*** EXERCISE INPUTS

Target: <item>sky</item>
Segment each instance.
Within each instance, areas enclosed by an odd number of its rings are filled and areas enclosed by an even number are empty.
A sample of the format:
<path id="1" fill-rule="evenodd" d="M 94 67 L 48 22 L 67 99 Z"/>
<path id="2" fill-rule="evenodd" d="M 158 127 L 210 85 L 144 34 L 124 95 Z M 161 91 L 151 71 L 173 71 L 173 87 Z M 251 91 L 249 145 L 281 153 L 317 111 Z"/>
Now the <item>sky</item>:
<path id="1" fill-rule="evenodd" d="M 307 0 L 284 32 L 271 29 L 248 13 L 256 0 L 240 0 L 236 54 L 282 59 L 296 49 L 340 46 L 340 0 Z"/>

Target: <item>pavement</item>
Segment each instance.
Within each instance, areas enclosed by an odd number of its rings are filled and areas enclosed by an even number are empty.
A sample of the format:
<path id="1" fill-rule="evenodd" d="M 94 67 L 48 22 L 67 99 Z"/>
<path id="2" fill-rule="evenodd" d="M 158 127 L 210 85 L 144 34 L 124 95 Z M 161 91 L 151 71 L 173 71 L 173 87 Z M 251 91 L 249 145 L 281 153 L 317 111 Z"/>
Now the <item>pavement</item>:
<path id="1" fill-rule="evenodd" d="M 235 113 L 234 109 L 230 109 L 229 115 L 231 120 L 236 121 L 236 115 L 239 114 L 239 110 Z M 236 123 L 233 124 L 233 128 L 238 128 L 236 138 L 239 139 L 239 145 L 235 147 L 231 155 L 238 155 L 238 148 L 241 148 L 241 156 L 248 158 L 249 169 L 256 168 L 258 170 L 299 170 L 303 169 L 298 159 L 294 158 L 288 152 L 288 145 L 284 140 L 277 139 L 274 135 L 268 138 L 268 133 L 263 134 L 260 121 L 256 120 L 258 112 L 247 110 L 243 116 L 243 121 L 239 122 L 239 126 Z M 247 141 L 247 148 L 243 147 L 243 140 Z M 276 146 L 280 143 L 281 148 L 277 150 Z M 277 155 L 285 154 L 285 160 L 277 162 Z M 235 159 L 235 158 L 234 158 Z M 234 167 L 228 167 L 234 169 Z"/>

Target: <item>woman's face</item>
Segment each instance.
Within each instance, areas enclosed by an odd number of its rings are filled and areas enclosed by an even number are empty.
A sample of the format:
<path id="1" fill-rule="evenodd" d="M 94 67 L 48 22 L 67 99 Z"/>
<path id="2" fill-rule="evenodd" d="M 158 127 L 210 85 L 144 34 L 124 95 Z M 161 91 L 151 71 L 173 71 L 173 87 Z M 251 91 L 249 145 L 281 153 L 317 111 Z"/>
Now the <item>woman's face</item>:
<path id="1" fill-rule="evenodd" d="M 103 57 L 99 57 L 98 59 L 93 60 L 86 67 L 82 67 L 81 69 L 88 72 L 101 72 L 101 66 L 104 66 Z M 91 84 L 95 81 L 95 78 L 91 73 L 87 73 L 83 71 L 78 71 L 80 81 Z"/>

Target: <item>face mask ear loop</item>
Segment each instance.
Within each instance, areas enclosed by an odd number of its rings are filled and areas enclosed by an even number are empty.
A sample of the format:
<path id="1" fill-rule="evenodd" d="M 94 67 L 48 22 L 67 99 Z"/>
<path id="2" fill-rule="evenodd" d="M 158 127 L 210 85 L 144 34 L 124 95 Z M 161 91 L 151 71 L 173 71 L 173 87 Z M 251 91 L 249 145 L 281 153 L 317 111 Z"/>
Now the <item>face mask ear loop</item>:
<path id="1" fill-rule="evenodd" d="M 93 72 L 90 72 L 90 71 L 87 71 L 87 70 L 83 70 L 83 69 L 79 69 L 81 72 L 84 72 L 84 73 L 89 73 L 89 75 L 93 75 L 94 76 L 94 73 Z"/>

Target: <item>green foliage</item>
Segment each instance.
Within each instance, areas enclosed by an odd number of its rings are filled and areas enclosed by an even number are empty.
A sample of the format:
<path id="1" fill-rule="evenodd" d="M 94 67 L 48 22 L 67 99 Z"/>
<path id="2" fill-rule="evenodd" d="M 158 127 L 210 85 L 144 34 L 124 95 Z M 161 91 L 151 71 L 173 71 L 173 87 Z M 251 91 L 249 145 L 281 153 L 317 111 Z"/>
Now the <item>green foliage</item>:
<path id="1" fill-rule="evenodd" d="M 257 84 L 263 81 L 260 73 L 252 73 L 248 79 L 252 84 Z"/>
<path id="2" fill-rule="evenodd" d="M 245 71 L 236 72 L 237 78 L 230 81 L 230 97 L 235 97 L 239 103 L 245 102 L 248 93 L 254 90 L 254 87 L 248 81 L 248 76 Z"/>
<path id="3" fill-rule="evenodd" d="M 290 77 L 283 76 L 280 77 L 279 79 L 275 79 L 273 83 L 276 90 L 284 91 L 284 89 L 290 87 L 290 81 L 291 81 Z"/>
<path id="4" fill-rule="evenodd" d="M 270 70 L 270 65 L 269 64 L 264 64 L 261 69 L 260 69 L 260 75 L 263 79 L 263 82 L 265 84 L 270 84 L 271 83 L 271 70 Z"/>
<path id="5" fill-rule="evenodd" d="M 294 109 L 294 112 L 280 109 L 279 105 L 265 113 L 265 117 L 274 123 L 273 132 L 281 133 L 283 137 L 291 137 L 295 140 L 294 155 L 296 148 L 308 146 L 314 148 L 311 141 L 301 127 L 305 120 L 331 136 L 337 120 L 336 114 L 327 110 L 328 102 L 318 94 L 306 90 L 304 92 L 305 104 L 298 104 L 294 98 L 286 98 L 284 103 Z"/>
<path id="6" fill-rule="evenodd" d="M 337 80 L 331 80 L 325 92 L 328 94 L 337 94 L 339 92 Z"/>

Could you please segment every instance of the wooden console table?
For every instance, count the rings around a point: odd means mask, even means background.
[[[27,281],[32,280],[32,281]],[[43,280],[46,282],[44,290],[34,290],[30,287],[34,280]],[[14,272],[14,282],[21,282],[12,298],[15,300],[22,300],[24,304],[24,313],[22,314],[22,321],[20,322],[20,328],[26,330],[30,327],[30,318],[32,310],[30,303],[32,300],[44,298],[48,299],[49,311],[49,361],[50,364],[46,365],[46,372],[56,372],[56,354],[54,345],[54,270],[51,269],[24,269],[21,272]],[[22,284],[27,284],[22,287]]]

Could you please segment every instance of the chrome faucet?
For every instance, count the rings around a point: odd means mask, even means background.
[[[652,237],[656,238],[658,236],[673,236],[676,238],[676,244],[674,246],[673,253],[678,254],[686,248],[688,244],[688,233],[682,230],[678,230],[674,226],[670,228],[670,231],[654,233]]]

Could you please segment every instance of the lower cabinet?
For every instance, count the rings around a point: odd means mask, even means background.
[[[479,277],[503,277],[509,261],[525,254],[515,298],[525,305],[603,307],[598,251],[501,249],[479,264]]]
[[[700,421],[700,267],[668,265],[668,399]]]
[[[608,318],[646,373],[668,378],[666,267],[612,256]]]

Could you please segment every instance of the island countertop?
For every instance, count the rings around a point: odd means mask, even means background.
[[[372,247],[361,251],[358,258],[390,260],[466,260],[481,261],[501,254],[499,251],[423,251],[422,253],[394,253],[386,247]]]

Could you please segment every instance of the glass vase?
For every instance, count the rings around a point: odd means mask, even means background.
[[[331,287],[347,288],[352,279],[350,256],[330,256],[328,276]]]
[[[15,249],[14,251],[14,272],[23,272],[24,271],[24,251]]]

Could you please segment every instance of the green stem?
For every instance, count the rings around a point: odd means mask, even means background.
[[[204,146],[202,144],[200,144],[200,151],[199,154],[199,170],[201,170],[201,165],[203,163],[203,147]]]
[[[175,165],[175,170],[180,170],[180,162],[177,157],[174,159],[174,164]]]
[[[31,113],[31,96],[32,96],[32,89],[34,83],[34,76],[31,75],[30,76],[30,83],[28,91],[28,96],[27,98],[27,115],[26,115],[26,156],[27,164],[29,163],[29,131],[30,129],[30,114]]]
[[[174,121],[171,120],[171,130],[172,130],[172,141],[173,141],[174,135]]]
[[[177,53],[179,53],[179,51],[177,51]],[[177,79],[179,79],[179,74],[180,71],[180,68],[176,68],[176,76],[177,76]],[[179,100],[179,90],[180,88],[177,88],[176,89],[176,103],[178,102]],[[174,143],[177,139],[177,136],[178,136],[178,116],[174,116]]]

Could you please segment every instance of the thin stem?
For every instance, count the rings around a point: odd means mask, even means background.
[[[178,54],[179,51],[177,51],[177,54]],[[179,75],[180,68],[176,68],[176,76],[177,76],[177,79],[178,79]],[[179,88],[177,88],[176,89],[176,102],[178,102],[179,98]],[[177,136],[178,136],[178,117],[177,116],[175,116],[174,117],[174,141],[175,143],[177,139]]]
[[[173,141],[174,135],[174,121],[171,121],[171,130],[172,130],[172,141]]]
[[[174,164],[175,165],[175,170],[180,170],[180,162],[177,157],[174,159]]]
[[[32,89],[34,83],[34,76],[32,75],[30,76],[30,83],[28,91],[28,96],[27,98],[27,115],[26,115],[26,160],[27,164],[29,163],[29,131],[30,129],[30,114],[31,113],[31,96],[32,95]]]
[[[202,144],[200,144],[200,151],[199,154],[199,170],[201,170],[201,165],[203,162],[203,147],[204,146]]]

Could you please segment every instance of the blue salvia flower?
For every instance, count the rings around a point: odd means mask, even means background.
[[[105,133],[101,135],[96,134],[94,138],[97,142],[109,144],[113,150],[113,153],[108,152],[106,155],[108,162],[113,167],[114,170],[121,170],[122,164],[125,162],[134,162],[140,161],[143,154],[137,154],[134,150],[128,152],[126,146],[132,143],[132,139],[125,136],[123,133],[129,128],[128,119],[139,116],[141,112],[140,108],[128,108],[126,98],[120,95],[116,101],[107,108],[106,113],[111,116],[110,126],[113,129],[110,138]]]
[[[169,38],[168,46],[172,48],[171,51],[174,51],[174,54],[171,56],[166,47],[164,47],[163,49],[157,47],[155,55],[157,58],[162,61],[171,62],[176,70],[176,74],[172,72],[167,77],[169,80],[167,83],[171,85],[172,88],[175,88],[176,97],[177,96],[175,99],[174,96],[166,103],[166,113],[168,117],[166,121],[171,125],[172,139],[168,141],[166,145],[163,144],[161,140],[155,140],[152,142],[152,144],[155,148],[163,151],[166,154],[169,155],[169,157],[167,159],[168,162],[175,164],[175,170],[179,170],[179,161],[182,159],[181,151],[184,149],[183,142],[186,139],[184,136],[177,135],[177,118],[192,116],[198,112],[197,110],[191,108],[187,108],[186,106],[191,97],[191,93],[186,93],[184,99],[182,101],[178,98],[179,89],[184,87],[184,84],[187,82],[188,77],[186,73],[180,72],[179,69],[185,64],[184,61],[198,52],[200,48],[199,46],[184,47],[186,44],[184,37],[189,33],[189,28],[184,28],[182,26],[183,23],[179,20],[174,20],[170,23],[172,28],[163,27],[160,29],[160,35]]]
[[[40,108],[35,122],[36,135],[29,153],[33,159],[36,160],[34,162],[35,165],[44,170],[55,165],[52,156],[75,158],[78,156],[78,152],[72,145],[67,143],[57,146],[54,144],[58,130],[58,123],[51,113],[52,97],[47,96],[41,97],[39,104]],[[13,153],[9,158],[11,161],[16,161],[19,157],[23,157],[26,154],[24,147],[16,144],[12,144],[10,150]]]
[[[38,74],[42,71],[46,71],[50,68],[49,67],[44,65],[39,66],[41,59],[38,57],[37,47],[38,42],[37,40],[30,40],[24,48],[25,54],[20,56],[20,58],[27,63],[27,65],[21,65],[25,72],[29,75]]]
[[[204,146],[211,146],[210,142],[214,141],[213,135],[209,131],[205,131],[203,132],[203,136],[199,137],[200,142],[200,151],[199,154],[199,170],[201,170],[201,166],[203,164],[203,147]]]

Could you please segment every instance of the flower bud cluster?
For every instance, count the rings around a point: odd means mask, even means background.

******

[TO DO] Select every line of the data above that contains the word "green", treating uppercase and lowercase letters as different.

[OUTPUT FOR THIS EXERCISE]
Target: <item>green foliage</item>
Now the <item>green foliage</item>:
Could you please segment every instance of the green stem?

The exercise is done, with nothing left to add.